**LISTE DES TÂCHES**
A. D'après le texte sur Ursula von der Leyen, que reflète le « virage à droite » opéré par la Commission ?
B. Énumérez les orientations qui, selon le texte sur Ursula von der Leyen, ont « déplacé vers la droite » les propositions de la Commission.
C. Reprenez le texte sur Ursula von der Leyen et prolongez-le à partir de sa dernière phrase.

De quoi accuse-t-on Ursula von der Leyen ? En substance, d’avoir « déplacé vers la droite » l’orientation politique des propositions de la Commission sur bon nombre des principaux problèmes auxquels l’UE est confrontée. De quoi s’agit-il ? Tout d’abord, d’une gestion très restrictive de l’immigration. Ensuite, d’une révision du pacte vert afin de donner plus de poids aux exigences liées à la croissance et à la compétitivité. Puis, face à la menace russe et à l’agression contre l’Ukraine, de la proposition de considérer le réarmement comme une priorité absolue de l’UE, même au détriment d’autres objectifs. Enfin, il s’agit de proposer une réponse non idéologique, mais pragmatique et axée sur nos intérêts, au séisme provoqué par Trump. Le tournant est indéniable, mais il est faux de dire qu’il s’agit d’un choix autonome et arbitraire de la Commission, et encore moins d’une tentative, en accord avec le PPE, de suivre la droite souverainiste.

Quelle est en effet la mission de la Commission, sa raison d’être ? En substance, elle doit synthétiser les problèmes auxquels l’UE est confrontée, les interpréter dans l’intérêt commun et proposer la voie à suivre. Toutefois, l’objectif est de parvenir à un consensus. Une difficulté à laquelle la Commission est confrontée est que le Parlement et le Conseil ne reflètent pas exactement les mêmes équilibres politiques. Compte tenu de l’équilibre des pouvoirs déjà décrit, la Commission doit d’abord s’assurer d’un certain consensus au moins de la majorité des gouvernements, puis négocier les ajustements appropriés avec le Parlement. Parler d’une « rupture du pacte majoritaire » à la base de son élection n’a donc aucun sens. Le fameux « virage à droite » opéré par la Commission sur les questions déjà mentionnées ne fait que refléter l’orientation actuelle largement majoritaire des gouvernements de l’UE. En substance, Mme von der Leyen peut certainement être critiquée pour certains aspects de son action, mais dans sa stratégie politique, elle fait simplement son travail.

**SEGMENT DE DONNÉES**
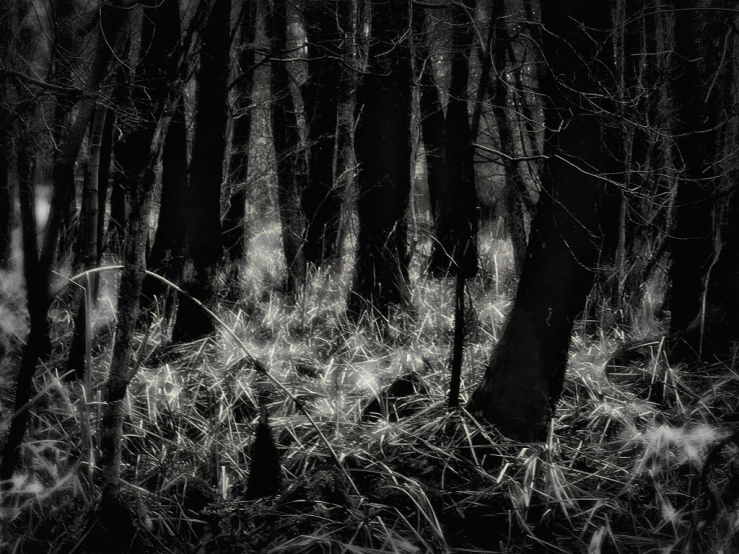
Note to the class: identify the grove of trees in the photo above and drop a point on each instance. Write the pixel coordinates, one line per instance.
(386, 139)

**RÉPONSES ATTENDUES**
A. Il reflète l'orientation actuelle largement majoritaire des gouvernements de l'UE.

B.
- Une gestion très restrictive de l'immigration
- Une révision du pacte vert afin de donner plus de poids à la croissance et à la compétitivité
- Le réarmement considéré comme une priorité absolue de l'UE face à la menace russe et à l'agression contre l'Ukraine
- Une réponse non idéologique, pragmatique et axée sur les intérêts au séisme provoqué par Trump

C.
Une autre erreur du discours actuel consiste à interpréter la dynamique politique de l’UE en termes d’affrontement entre forces « pro-européennes » et « anti-européennes ». Cette distinction existe certes sur le plan idéologique, mais dans la réalité, il est très rare que l’affrontement concret se manifeste en ces termes. Cela a été le cas dans le débat britannique sur le Brexit et en ce qui concerne la position particulière actuelle de la Hongrie. Cela est également vrai au sein du Parlement européen pour la plupart, mais pas tous, des groupes qui constituent la droite populiste. Dans la plupart des différends permanents qui caractérisent le comportement des gouvernements dans la vie quotidienne de l’UE, on peut affirmer que chacun, au cas par cas, est « pro-européen à sa manière ». Par exemple, il n’y a rien d’intrinsèquement anti-européen à avoir une vision plus ou moins ambitieuse du Green Deal.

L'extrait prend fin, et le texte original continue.